## INFORMATION PROVIDED:
** Start **

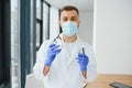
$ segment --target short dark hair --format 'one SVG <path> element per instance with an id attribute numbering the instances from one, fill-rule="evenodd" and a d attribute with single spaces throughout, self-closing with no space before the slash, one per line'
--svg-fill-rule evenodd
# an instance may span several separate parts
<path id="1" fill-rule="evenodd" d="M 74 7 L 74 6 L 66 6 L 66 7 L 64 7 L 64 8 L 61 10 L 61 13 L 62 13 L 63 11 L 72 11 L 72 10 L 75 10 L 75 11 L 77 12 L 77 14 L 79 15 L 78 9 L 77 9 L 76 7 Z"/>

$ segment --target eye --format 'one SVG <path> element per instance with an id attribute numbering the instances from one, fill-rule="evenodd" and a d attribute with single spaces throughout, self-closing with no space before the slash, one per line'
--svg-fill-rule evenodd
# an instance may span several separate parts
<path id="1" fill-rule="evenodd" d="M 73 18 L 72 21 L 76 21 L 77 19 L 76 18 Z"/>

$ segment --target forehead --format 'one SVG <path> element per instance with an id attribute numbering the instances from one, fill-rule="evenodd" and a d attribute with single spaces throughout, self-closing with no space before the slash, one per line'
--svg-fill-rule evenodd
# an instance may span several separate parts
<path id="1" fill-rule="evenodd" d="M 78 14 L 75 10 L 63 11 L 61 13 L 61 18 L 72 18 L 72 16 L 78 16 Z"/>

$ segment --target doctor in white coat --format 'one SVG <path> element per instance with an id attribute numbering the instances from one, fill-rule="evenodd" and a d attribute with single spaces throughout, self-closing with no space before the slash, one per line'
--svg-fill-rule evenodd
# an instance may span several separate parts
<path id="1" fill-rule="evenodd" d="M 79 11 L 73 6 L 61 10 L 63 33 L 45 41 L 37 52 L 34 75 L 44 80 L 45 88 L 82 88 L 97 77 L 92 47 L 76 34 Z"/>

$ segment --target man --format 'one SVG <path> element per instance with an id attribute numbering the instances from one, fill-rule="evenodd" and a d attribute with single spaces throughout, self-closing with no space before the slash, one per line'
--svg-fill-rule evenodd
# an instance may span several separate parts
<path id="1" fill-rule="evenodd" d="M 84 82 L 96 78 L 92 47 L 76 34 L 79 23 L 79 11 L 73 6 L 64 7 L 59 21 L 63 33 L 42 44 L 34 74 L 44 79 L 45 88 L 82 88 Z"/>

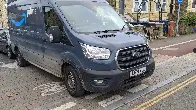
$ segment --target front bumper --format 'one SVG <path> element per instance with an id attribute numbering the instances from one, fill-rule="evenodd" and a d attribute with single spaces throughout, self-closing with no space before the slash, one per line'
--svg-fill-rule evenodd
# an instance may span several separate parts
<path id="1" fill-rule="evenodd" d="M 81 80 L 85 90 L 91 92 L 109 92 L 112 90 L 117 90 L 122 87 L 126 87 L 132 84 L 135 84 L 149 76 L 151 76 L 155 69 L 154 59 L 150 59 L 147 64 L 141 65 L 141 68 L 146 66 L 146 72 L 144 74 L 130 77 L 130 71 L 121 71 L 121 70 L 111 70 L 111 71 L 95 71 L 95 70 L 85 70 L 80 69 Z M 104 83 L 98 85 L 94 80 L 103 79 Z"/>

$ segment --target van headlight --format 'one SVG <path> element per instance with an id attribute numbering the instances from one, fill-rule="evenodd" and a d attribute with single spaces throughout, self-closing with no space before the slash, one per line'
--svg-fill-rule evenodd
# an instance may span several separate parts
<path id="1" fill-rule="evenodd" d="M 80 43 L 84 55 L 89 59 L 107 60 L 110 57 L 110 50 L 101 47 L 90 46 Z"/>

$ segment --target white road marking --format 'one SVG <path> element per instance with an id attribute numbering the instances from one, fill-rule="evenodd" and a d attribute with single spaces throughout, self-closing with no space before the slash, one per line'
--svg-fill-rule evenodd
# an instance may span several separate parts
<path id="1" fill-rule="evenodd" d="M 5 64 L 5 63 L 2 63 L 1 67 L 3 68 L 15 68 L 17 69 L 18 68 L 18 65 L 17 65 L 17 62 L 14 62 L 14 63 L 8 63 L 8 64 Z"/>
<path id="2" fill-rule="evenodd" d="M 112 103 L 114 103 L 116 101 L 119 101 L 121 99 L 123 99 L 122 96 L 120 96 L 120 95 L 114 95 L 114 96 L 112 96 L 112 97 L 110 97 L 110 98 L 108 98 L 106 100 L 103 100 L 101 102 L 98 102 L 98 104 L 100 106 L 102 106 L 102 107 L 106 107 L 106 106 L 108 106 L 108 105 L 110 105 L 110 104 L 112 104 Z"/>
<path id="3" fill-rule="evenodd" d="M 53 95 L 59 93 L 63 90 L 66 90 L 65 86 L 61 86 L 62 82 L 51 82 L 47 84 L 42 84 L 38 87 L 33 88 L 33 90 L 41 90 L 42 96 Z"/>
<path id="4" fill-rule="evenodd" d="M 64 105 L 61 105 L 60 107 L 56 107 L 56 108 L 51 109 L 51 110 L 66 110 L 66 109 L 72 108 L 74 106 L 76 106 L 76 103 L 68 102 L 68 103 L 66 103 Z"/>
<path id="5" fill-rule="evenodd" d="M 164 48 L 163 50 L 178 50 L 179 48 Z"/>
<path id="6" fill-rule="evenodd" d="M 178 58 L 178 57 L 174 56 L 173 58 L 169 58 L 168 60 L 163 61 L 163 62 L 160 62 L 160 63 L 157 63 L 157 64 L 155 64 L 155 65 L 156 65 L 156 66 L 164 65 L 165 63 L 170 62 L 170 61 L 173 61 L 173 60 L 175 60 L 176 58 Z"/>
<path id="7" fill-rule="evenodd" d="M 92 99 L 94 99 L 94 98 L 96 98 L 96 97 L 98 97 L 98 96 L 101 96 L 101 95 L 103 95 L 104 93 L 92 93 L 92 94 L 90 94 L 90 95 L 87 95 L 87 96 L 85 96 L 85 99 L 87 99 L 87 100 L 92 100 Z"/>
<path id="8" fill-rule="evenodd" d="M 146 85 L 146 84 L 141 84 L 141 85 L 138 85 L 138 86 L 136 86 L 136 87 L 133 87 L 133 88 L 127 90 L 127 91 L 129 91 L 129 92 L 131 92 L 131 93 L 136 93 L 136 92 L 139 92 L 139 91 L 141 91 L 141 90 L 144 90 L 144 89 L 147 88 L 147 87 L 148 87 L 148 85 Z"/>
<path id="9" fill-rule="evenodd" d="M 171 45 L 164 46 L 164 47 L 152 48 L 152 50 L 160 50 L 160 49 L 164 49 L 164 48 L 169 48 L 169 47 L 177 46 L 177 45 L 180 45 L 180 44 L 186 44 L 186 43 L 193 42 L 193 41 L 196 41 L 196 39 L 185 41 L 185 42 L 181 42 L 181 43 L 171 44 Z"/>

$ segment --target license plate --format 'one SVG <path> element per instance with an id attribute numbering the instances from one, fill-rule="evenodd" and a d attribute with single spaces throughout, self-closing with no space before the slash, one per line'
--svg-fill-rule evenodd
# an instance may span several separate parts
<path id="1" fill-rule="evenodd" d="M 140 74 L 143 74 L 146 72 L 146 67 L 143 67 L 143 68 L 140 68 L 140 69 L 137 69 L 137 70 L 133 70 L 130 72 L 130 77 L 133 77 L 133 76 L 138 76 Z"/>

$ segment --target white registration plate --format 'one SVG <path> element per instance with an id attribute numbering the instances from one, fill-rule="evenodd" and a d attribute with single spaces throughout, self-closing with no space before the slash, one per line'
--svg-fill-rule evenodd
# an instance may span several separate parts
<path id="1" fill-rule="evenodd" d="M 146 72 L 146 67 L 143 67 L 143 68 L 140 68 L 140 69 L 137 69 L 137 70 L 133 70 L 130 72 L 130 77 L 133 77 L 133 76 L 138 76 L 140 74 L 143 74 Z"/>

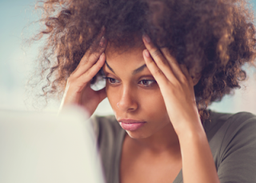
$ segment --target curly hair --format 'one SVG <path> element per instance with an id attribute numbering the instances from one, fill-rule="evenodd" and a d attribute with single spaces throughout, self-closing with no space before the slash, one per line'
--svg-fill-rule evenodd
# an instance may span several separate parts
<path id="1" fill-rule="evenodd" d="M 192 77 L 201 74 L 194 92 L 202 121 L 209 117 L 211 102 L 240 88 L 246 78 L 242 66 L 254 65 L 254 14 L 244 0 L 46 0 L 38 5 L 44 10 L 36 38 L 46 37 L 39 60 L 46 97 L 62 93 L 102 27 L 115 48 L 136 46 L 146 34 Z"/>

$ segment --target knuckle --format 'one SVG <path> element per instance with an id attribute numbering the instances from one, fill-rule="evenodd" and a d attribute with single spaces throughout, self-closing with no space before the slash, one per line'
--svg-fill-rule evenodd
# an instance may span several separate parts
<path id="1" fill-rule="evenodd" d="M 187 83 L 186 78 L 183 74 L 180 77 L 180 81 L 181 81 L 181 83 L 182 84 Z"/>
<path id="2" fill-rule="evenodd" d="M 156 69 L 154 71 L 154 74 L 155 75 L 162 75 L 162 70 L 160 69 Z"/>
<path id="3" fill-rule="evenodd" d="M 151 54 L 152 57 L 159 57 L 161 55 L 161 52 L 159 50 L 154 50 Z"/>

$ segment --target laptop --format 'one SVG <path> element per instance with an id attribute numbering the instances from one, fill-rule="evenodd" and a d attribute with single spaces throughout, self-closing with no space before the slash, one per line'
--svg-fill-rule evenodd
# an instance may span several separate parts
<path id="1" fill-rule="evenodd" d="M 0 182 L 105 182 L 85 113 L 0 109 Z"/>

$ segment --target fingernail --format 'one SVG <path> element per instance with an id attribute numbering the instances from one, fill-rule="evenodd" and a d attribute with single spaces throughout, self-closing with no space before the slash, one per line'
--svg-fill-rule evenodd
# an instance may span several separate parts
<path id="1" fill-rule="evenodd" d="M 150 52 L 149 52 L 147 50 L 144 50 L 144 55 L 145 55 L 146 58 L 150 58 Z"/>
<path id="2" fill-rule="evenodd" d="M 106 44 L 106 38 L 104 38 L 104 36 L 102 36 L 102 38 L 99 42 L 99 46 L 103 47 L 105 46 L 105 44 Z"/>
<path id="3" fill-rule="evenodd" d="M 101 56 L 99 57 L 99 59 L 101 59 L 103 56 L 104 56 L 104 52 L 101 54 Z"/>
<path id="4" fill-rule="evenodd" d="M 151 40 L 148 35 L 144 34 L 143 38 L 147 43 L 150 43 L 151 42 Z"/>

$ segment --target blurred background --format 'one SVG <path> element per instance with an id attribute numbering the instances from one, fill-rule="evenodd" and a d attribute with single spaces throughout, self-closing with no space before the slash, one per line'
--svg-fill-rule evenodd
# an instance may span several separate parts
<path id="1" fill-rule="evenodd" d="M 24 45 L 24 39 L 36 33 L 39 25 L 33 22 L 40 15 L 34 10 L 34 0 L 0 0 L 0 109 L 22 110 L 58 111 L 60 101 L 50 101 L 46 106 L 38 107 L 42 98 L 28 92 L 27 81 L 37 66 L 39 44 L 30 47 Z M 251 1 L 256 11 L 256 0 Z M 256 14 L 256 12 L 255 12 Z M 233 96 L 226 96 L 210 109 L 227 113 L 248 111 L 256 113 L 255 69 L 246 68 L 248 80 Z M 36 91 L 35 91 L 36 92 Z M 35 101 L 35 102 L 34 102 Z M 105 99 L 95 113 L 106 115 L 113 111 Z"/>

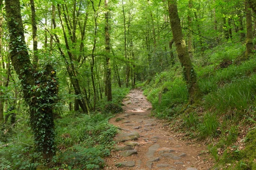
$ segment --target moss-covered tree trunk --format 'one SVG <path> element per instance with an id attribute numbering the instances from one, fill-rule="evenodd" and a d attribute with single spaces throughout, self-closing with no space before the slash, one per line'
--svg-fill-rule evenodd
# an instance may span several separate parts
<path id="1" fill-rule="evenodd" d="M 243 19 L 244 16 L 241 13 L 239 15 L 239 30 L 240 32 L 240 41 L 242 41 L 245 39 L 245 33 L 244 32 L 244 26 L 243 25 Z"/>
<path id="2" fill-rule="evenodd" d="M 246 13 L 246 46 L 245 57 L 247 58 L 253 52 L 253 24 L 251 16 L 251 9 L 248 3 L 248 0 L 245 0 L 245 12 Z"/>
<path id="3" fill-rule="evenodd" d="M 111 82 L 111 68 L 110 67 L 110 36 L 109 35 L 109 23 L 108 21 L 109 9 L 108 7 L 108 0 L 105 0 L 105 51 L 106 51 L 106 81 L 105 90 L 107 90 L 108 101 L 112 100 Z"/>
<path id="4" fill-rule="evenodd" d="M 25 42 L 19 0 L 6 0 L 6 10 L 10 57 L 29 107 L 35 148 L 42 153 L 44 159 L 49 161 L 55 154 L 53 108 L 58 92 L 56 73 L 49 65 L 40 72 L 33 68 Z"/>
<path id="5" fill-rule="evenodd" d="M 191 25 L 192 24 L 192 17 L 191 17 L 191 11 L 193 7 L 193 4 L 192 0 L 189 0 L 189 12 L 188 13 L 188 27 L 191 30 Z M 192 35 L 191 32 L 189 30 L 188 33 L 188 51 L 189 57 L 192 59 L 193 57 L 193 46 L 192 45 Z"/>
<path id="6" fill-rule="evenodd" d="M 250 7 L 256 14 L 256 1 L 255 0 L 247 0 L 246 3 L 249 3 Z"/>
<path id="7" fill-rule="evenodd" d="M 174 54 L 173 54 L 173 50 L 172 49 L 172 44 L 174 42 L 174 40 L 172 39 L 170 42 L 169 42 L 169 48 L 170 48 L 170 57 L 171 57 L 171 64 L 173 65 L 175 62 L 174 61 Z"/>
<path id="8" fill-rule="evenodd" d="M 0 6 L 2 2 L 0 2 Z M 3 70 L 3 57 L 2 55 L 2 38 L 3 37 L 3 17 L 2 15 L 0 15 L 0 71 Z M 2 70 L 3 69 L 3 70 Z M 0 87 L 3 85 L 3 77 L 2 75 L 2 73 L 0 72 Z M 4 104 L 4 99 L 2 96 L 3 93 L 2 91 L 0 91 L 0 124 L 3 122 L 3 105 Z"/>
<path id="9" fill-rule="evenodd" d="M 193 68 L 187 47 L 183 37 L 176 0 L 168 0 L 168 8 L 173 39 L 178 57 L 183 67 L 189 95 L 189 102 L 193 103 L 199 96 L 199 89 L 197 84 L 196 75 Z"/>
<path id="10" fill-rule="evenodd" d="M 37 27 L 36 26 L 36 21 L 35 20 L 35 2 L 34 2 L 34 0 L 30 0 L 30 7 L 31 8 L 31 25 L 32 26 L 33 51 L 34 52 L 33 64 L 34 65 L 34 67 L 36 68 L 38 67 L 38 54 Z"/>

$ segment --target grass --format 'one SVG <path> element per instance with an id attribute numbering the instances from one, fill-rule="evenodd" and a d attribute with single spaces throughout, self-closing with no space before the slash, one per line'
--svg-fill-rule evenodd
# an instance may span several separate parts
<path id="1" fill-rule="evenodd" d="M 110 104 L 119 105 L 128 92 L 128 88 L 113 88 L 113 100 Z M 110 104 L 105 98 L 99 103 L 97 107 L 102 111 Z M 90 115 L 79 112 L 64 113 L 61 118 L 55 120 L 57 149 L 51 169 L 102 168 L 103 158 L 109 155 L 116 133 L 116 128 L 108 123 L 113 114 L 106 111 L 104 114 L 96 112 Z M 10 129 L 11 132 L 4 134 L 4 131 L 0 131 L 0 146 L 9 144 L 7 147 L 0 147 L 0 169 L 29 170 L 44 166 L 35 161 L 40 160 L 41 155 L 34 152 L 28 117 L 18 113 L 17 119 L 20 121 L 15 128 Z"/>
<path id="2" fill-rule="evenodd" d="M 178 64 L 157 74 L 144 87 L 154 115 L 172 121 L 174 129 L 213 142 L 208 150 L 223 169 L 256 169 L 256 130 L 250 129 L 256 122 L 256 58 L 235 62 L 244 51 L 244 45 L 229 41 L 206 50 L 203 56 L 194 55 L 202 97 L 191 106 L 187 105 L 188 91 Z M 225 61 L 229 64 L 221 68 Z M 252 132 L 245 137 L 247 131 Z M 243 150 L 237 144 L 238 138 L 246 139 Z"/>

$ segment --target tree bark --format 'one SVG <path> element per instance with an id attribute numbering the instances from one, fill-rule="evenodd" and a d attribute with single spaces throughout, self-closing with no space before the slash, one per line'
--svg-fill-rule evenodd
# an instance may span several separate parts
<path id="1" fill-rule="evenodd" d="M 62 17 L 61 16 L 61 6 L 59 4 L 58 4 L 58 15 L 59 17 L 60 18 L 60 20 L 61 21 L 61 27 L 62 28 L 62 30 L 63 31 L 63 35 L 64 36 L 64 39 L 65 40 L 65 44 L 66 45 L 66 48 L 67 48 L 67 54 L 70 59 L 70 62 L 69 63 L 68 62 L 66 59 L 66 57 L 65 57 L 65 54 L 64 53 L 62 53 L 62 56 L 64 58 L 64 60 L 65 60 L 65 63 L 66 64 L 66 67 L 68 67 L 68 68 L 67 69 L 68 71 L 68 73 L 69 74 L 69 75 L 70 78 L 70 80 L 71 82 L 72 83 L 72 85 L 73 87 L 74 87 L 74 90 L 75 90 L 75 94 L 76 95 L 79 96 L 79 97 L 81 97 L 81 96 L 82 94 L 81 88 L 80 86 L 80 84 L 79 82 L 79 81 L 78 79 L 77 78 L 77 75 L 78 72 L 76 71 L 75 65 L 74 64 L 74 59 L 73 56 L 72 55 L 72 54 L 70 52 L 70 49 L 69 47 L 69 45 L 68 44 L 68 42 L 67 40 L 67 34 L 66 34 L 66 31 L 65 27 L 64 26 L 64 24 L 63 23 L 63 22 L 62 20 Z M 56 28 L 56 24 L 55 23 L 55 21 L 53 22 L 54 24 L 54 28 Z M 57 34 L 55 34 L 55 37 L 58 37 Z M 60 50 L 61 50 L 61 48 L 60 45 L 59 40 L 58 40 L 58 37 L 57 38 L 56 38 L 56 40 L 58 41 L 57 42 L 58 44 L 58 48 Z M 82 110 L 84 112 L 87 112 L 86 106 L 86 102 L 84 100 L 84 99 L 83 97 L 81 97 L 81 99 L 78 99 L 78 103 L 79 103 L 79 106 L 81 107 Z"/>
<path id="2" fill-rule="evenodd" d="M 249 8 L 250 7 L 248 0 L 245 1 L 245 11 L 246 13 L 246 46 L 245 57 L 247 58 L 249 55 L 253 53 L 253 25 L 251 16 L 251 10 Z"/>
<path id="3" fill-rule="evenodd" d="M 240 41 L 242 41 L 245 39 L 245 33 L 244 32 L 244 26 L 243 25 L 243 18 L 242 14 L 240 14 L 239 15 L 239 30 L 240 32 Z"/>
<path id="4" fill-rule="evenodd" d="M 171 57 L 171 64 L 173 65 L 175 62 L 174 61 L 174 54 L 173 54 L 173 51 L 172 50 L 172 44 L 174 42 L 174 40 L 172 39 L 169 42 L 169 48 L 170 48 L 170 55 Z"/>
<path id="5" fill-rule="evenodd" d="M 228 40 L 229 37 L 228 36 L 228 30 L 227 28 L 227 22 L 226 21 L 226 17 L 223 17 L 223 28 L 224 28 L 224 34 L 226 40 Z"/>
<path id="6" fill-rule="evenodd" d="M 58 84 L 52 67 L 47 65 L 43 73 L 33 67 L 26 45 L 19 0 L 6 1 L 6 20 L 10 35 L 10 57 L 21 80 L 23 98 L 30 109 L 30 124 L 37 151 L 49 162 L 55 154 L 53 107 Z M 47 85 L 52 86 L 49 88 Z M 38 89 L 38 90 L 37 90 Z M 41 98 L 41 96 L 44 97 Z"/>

** End **

## YOUR GOAL:
Reproduce the material verbatim, starting at its first line and ending at the line that contains "73 18 L 72 21", with both ends included. Leave the pictures out of your answer.

## SOLUTION TO THE PROBLEM:
$ segment --target short dark hair --format 'one SVG <path> element per instance with an id attribute numbering the instances from one, fill-rule="evenodd" and a d attribute with single spaces throughout, self-closing with no space before the slash, one per line'
--svg-fill-rule evenodd
# an instance may span several separate parts
<path id="1" fill-rule="evenodd" d="M 74 7 L 74 6 L 66 6 L 66 7 L 64 7 L 64 8 L 61 10 L 61 13 L 62 13 L 63 11 L 72 11 L 72 10 L 75 10 L 75 11 L 77 12 L 77 14 L 79 15 L 78 9 L 77 9 L 76 7 Z"/>

$ segment --target eye --format 'one SVG <path> element per instance with an id attribute numbering the instances from one, fill-rule="evenodd" and a d attribute with single spaces throughout, self-closing with no space before the slash, one per line'
--svg-fill-rule evenodd
# an instance may span several separate parts
<path id="1" fill-rule="evenodd" d="M 73 18 L 72 21 L 76 21 L 77 19 L 76 18 Z"/>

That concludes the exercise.